### TEXTO:
++++++++++++++++++++
Nordhaus é um grande economista conhecido pela facilidade com que maneja
simultaneamente o rigor teórico e as técnicas de medida e quantificação,
distinguindo-se por proporcionar evidência quantitativa a muitas discussões e
temas que começam por ser discutidos praticamente em números e que Nordhaus
coloca em sentido com explorações quantitativas, sempre engenhosas e não por
isso menos rigorosas.
Desta vez, Nordhaus penetra no tema eterno da possibilidade remota ou próxima
da tecnologia substituir-se ao homem, simplesmente dispensando-o. Parece ficção
científica mas não o é necessariamente. Como sabemos, as tecnologias de
informação, sobretudo as tecnologias de computação, foram inicialmente
encaradas como algo que iria revolucionar as condições de produtividade. Mas à
medida que estas tecnologias foram evoluindo para domínios que ninguém ousava
prever (indeterminação do fenómeno inovação), houve quem pensasse que algo de
transcendente poderia acontecer. A chamada inteligência artificial poderia
evoluir para o que alguns tecnólogos chamam a superinteligência artificial, a
existência de intelectos mais inteligentes do que os melhores cérebros humanos
podem atingir. Ora, se a computação atingir um dia esse grau, então poderá
dizer-se que os supercomputadores serão a última invenção realizada pelo homem,
pois a partir da sua invenção o homem seria dispensado da produção. Ou seja,
uma máquina superinteligente poderia por si só construir máquinas inteligentes.
Daí que a primeira máquina superinteligente seja a última invenção humana. É
esse o tema que Nordhaus traz para a discussão, uma espécie de ultrapassagem do
buraco negro, regra geral designada na ciência por singularidade, que Nordahus
vai buscar ao matemático Irving Good.
As relações entre inteligência e criatividade mereciam um mais amplo
desenvolvimento, pois há quem pense que a criatividade nunca poderá ser
substituída por um artefacto produto da inteligência humana. Nordahus não vai
por aí e limita-se a estudar quão longe estarão as economias mais avançadas
dessa estranha singularidade económica. E fá-lo explorando a análise económica,
usando conceitos simples como os de elasticidade de substituição entre produtos
derivados das tecnologias de informação e produtos convencionais. Como refere,
por mais que adoremos os nossos gadgets não os comemos, podemos isso sim é usá-los
para nos trazerem a casa o que nos apetecer na hora. E o que é mais
interessante é que o faz no consumo (procura) e na produção (oferta). Só por
esta análise o trabalho de Nordhaus traria resultados preciosos para
compreendermos os processos de desenvolvimento económico. Assim, por exemplo, podemos
colocar a interrogação de que tipo de produtos irão representar percentagens
mais elevadas de despesa das famílias, os provenientes das TIC ou os produtos
convencionais. Nordhaus encontra evidências de que os produtos mais
tradicionais apresentam quotas crescentes de despesa ao passo que os produtos das
TIC enfrentam tendência contrária. É tudo uma consequência de efeitos-preço e
de efeitos-quantidade. Não podemos esquecer que a descida de preços dos
produtos das TIC é por vezes vertiginosa, ao passo que os produtos com menores
crescimentos de produtividade apresentam preços relativos crescentes. Nordhaus conclui por esta via que do ponto de vista da procura a singularidade está
longe, muito longe.
++++++++++++++++++++
### MATERIAL FORNECIDO:
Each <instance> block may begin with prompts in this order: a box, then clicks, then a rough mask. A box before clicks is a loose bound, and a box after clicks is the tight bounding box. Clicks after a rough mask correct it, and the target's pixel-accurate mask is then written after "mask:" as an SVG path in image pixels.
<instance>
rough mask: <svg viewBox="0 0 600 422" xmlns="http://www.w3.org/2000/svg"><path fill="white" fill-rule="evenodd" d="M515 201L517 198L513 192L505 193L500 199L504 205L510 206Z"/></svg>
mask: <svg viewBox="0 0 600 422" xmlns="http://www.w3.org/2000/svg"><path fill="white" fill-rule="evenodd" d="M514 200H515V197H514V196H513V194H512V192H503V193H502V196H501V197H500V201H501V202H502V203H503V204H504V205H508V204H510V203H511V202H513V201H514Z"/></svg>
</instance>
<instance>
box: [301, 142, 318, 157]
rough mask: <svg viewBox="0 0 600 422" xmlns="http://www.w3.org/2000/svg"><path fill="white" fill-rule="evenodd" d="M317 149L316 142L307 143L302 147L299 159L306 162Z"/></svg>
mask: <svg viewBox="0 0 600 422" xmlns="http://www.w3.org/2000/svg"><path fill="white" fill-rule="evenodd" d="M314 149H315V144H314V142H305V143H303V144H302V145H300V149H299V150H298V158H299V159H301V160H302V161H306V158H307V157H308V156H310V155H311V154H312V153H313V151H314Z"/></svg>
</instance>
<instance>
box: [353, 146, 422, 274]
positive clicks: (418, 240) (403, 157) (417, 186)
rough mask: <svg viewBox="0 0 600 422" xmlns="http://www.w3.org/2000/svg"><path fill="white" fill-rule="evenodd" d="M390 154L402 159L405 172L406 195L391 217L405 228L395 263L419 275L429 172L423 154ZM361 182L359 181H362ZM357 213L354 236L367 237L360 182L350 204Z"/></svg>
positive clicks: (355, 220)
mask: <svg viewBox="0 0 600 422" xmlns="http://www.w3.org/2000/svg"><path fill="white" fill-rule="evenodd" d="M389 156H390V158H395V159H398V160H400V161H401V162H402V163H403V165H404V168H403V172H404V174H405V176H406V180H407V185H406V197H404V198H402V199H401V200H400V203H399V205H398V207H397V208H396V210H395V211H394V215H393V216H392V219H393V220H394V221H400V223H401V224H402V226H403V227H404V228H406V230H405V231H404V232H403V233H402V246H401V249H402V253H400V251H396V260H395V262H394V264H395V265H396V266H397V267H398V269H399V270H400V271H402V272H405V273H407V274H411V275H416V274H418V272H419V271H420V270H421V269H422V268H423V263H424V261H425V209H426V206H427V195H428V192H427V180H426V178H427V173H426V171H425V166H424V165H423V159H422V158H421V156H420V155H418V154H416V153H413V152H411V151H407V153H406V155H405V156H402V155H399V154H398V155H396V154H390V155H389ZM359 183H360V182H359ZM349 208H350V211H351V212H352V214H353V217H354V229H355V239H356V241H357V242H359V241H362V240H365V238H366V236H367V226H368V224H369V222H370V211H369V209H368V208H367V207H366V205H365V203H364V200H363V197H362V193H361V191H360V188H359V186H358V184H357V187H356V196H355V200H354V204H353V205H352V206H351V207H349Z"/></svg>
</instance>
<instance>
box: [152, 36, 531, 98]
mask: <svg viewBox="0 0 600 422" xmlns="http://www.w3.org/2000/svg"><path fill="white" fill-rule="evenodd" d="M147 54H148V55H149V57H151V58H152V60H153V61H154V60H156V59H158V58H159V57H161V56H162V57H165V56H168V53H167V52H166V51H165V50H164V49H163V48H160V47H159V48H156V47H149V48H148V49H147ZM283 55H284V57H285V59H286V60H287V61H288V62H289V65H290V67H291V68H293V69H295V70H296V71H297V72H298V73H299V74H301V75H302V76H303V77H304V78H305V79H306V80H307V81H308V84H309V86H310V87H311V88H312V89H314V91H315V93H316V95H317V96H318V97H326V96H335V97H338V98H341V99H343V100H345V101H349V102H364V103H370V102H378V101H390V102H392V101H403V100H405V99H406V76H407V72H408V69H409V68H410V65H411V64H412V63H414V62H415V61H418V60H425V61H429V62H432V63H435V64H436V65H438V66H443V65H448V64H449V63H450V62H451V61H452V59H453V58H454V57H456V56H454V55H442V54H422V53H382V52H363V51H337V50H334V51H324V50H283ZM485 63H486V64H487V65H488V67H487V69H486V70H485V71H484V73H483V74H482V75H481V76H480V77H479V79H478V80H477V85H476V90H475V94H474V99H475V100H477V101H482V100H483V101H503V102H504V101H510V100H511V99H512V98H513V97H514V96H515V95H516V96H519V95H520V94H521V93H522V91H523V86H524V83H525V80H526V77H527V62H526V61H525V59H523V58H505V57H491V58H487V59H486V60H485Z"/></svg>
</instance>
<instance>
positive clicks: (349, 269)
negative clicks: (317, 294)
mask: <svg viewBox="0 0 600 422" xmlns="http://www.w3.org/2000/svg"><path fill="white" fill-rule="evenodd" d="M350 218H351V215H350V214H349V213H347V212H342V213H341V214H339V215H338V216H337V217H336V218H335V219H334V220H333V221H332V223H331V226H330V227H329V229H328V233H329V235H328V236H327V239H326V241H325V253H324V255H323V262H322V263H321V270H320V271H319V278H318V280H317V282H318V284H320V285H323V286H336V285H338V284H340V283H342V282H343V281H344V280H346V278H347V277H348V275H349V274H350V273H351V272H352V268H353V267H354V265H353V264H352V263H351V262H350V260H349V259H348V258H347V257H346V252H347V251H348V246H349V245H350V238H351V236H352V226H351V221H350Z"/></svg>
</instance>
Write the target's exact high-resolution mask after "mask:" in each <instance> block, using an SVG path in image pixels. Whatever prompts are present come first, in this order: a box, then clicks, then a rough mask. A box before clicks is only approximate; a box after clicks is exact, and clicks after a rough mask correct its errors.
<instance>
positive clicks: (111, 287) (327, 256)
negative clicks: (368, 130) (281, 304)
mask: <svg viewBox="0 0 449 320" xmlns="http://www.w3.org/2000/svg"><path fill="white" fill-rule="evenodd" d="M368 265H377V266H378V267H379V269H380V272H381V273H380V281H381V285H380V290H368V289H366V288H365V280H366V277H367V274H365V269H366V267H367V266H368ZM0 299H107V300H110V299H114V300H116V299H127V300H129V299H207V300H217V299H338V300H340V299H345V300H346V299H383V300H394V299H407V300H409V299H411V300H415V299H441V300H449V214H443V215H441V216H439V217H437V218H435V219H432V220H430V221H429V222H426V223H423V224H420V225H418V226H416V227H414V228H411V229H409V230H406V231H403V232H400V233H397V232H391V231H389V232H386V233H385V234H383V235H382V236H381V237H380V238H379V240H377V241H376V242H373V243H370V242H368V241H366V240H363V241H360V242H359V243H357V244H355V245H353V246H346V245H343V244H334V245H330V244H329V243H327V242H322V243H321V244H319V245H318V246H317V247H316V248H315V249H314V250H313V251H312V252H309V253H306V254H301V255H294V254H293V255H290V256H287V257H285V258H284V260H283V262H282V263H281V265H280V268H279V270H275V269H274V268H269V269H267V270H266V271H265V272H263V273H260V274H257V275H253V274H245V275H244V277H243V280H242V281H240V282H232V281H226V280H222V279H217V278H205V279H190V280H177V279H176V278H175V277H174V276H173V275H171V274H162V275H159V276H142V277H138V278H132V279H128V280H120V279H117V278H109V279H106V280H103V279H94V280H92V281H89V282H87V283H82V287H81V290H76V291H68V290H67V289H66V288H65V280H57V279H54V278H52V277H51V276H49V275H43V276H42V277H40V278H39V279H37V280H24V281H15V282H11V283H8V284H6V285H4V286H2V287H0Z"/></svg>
++++++++++++++++++++
### OBJETIVO DA TAREFA:
Edita, por favor, o trecho do texto sobre Nordhaus que vai de "Daí que a primeira" a "matemático Irving Good.", inclusive, e reescreve-o com "buraco negro" trocado por "horizonte de eventos".

### SOLUÇÃO:
Daí que a primeira máquina superinteligente seja a última invenção humana. É
esse o tema que Nordhaus traz para a discussão, uma espécie de ultrapassagem do
horizonte de eventos, regra geral designada na ciência por singularidade, que Nordahus
vai buscar ao matemático Irving Good.